• **WHAT TO PRODUCE**
Rewrite the entries from the line containing "the black stick" through the last entry, replacing "red goal frame" with "red goal post" and leaving everything else unchanged.

<<<<

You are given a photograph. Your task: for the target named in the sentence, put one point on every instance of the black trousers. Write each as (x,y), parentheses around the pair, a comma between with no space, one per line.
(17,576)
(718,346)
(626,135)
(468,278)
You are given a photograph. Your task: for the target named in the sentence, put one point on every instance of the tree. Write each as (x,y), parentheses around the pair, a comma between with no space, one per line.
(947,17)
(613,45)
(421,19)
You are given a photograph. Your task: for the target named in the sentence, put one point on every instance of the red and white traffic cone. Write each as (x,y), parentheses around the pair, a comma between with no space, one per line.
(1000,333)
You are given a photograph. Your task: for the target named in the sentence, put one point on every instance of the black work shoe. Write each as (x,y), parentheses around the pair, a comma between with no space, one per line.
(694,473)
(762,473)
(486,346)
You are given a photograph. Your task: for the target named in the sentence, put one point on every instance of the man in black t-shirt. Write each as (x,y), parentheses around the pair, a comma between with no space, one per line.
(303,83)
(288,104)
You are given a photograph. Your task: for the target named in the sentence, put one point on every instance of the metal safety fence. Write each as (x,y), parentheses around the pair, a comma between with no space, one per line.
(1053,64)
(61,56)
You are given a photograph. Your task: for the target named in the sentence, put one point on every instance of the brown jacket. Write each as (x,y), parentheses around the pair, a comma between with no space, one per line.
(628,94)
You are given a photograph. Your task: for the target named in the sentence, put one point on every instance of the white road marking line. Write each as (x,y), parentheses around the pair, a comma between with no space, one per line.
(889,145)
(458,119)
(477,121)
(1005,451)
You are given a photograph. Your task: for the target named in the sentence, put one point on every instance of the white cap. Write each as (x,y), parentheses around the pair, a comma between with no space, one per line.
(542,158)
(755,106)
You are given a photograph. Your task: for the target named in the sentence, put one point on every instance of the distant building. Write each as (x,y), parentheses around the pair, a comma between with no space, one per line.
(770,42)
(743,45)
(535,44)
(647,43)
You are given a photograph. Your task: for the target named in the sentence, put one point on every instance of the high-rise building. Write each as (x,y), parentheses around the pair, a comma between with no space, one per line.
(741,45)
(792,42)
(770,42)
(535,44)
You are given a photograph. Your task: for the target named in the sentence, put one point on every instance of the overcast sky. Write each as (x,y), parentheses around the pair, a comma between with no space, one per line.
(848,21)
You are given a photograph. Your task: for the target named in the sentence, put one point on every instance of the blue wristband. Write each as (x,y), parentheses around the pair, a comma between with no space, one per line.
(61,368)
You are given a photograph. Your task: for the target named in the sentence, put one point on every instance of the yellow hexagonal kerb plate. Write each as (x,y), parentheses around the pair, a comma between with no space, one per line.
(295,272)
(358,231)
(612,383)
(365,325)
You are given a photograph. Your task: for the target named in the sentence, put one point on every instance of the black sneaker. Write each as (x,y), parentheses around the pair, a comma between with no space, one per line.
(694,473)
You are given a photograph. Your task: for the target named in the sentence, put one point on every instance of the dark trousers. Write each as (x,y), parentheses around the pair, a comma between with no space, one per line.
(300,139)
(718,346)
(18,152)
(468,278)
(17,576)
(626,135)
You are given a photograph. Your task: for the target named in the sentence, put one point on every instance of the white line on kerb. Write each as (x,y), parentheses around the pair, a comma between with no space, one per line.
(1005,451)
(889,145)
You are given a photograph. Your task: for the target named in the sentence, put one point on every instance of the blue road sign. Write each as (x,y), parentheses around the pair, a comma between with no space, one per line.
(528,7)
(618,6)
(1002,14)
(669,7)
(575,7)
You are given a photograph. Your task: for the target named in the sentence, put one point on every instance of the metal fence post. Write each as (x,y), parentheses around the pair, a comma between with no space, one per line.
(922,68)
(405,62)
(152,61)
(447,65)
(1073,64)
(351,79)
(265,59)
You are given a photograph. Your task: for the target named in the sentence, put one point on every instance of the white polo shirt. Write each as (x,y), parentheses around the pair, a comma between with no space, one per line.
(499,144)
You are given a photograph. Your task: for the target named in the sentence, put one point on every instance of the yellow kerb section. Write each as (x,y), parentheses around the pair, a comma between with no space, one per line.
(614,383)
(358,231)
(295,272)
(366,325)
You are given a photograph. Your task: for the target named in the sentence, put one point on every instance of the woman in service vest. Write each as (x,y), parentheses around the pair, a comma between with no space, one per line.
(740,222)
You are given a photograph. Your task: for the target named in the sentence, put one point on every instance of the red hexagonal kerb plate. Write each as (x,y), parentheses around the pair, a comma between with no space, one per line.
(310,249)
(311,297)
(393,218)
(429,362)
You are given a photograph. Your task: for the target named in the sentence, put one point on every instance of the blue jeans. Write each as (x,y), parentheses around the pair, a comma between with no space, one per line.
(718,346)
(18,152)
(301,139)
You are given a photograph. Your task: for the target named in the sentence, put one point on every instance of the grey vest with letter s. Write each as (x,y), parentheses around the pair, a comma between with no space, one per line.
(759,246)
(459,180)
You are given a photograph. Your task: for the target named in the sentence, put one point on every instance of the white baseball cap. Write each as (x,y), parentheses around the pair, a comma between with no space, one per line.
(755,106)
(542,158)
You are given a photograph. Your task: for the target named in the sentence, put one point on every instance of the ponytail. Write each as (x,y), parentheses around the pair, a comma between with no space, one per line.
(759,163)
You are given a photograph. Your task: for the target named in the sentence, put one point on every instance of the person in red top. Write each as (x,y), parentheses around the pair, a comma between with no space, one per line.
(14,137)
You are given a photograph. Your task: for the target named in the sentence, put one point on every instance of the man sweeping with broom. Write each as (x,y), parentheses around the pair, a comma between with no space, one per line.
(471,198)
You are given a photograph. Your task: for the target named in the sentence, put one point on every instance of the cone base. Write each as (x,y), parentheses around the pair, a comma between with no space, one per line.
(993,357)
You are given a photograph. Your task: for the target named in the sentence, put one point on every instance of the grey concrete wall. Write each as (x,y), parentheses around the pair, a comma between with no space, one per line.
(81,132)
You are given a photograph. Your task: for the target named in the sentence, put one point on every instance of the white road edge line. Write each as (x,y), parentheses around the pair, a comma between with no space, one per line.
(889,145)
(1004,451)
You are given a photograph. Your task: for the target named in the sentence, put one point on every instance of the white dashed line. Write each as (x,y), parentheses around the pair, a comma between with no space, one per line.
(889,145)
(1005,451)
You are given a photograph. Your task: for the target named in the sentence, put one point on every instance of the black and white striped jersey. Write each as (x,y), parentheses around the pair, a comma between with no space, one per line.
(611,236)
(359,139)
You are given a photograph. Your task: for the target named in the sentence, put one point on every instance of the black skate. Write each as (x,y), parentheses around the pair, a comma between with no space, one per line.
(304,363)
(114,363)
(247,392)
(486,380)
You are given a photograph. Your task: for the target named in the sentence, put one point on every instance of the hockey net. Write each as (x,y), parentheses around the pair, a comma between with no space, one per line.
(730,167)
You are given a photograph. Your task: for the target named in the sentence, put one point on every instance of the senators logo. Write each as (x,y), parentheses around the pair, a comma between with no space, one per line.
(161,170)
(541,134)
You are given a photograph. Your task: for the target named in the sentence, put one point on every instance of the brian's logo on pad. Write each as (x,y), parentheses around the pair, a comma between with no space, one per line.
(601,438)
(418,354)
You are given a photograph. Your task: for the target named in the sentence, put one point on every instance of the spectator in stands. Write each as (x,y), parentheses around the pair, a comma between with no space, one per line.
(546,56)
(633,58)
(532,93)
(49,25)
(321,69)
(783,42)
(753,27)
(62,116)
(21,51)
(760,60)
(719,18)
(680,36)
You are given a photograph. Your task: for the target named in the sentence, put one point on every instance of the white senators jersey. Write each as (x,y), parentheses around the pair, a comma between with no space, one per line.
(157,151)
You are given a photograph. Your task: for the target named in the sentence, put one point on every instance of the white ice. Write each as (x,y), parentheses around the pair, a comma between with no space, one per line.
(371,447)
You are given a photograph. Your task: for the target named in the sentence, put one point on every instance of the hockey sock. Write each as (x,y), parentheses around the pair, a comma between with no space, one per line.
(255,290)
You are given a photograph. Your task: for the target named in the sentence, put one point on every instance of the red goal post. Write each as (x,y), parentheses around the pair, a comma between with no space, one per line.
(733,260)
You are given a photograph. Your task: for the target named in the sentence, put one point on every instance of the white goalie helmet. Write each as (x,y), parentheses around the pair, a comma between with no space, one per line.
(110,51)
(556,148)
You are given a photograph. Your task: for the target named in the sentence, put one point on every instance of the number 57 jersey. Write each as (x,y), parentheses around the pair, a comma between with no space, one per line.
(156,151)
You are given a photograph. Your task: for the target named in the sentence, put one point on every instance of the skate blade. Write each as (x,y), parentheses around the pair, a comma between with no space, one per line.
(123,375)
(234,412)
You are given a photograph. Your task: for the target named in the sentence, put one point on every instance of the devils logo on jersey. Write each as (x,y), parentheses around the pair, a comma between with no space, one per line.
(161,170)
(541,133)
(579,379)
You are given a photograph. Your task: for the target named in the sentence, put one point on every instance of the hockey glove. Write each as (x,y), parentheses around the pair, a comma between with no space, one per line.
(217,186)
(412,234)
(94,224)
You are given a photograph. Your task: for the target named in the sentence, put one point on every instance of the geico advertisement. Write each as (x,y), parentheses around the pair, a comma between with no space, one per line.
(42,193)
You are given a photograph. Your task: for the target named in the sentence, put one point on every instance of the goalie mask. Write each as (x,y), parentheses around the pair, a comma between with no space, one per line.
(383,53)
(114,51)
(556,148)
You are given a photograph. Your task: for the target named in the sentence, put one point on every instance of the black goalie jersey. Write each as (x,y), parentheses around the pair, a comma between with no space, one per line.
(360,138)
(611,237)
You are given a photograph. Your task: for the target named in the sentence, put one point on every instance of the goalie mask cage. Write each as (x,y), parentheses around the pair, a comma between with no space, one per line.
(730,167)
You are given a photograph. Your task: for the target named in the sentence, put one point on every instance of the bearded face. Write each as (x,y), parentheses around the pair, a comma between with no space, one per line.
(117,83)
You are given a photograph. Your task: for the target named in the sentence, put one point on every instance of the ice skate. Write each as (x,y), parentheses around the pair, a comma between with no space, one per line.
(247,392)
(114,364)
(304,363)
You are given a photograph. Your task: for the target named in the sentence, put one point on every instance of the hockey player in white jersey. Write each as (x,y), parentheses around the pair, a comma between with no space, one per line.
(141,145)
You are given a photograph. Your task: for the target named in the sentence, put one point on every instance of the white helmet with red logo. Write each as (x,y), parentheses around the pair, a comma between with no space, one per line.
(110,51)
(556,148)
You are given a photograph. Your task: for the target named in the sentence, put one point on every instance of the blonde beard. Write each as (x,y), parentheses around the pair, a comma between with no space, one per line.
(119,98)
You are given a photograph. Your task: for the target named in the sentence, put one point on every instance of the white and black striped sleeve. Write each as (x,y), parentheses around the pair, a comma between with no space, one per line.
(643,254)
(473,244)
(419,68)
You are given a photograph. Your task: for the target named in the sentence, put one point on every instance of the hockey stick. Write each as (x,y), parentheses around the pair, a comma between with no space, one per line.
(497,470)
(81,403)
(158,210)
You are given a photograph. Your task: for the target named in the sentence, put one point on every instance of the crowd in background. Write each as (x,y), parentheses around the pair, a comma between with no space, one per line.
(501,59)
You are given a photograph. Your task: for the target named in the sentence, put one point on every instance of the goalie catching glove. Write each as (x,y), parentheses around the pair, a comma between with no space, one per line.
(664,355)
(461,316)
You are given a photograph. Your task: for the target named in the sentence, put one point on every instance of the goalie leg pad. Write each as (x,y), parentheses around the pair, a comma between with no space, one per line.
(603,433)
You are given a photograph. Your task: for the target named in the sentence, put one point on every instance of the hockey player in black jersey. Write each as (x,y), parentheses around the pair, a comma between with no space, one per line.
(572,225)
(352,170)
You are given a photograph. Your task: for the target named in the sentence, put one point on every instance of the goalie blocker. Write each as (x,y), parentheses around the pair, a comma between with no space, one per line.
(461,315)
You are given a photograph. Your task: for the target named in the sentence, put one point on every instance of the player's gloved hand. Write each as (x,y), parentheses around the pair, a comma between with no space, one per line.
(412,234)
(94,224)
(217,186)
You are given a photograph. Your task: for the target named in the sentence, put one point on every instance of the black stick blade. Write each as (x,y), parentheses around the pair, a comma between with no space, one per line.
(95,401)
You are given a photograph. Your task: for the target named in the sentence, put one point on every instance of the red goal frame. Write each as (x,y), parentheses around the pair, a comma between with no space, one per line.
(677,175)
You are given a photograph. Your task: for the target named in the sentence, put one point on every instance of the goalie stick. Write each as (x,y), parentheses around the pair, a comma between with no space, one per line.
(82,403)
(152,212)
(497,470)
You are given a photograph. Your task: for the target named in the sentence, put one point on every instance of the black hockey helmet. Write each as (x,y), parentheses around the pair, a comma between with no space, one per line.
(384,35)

>>>>

• **PROBLEM SOLUTION**
You are given a photograph. Your task: for the target named in the sentence, put one point on every instance of the black stick blade. Write each as (x,y), parentheses around the pair, a comma between with no space, one per line.
(95,401)
You are given a photograph. Your task: for the target named in the sentence, put one point on every instance of the red goal post. Write each as (x,y), parentheses around the pair, a comma between with no space, one per line.
(677,175)
You are given a photograph. Your task: for the target named in the sentence, put one point on every instance of the goalie stick. Write each as (x,y), parentheses around the pair, a comma between with no space, one per line.
(82,403)
(152,212)
(497,470)
You are given a photograph. Your task: for the target named in the sentence, put one point on every instance of the black hockey helmet. Write each as (x,y), parentheses around the pair, a comma between with no space, one per line.
(384,35)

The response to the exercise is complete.